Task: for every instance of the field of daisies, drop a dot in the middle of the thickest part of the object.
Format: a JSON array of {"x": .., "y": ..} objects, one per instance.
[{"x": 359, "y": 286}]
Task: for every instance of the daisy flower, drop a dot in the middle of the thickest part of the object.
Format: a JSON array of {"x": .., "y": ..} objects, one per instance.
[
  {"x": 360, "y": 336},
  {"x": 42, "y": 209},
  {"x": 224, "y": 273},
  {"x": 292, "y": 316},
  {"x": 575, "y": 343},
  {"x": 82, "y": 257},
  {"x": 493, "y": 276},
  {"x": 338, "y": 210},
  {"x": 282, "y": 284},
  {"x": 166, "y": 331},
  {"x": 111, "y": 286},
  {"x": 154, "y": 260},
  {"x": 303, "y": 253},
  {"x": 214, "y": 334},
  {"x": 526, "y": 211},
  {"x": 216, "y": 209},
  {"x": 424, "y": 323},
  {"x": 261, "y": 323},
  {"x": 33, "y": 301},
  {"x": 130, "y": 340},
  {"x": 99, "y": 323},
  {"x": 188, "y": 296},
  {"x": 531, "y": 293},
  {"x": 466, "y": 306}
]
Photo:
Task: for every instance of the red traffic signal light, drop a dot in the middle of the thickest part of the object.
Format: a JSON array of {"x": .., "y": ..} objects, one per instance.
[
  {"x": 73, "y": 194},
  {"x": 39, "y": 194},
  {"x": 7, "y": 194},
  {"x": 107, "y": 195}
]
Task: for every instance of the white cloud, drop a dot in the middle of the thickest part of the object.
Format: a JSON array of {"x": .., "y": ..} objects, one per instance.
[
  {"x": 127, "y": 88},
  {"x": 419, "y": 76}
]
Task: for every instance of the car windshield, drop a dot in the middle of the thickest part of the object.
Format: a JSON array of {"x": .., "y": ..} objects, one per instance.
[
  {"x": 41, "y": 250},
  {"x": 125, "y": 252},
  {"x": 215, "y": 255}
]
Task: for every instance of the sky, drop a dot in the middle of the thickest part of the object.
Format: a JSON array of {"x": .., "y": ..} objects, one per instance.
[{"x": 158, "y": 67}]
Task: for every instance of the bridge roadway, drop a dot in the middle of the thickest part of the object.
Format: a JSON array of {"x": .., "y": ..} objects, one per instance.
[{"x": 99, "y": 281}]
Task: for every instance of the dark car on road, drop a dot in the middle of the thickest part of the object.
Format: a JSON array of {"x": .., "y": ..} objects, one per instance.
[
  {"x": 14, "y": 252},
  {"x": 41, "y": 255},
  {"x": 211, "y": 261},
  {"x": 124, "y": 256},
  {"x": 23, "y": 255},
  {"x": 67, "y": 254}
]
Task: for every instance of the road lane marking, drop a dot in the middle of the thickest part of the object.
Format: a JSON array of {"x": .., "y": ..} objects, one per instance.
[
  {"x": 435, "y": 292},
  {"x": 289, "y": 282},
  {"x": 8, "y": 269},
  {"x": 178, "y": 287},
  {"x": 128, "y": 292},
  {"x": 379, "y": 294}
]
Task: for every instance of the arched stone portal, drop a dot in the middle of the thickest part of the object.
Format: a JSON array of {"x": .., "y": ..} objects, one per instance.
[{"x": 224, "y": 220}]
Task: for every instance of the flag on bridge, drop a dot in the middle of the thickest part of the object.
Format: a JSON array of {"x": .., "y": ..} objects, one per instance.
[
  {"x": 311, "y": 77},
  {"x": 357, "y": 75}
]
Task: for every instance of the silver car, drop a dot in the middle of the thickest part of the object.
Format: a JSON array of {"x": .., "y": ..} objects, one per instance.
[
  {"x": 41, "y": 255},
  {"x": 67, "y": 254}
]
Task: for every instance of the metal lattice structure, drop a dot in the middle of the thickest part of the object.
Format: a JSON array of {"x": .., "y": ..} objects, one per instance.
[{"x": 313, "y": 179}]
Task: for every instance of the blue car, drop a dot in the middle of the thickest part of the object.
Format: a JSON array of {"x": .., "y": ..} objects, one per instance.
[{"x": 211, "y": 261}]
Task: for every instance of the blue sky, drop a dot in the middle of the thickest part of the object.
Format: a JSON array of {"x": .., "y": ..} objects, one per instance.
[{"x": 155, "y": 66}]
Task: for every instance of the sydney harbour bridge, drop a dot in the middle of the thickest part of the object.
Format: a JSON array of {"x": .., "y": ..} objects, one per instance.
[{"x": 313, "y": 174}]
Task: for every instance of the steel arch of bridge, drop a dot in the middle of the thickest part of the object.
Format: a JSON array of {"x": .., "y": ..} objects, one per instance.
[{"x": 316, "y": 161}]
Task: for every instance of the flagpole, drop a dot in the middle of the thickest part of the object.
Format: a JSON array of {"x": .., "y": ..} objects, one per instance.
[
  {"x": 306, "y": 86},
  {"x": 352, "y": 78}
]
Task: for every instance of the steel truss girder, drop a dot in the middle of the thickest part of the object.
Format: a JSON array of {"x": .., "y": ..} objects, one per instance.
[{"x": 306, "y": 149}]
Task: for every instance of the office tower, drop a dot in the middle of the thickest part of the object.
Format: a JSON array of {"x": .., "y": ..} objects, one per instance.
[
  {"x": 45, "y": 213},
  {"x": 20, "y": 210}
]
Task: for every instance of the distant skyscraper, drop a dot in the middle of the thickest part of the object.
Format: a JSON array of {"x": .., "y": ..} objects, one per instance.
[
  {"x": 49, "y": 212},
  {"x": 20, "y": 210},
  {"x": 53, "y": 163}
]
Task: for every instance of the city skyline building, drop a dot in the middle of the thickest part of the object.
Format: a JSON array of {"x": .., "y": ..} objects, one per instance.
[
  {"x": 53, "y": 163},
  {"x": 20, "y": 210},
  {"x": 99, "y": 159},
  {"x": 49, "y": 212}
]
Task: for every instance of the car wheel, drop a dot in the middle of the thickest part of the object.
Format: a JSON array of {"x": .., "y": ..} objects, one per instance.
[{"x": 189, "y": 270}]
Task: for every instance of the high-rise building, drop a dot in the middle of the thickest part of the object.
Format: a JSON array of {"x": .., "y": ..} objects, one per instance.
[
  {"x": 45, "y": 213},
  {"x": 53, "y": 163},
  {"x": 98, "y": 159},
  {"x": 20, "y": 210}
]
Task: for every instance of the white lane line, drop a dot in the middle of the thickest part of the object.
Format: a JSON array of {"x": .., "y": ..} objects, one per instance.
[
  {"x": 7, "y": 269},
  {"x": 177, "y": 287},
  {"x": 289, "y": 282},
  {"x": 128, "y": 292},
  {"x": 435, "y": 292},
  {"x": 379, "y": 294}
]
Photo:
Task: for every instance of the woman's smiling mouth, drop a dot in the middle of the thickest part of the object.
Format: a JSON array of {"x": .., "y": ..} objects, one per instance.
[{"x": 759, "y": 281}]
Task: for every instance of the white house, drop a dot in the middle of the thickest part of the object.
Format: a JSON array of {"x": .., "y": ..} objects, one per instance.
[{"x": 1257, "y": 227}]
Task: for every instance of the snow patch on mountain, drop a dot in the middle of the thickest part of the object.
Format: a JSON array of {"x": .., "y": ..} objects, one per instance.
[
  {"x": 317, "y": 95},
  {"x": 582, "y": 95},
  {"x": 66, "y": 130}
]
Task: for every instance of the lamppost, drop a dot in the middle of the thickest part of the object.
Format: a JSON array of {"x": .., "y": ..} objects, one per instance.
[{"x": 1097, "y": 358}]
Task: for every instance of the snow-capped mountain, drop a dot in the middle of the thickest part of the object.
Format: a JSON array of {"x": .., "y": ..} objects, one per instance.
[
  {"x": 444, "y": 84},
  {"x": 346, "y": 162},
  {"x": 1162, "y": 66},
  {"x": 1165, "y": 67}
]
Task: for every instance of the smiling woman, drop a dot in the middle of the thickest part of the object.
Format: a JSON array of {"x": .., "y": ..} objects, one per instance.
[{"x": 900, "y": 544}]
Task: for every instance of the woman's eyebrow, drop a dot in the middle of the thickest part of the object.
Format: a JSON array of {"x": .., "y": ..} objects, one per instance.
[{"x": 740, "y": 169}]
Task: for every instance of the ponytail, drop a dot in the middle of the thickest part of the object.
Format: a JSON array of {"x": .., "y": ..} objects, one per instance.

----

Requirement.
Work through the listing above and report how many lines include the string "steel", with no other text.

Answer section.
2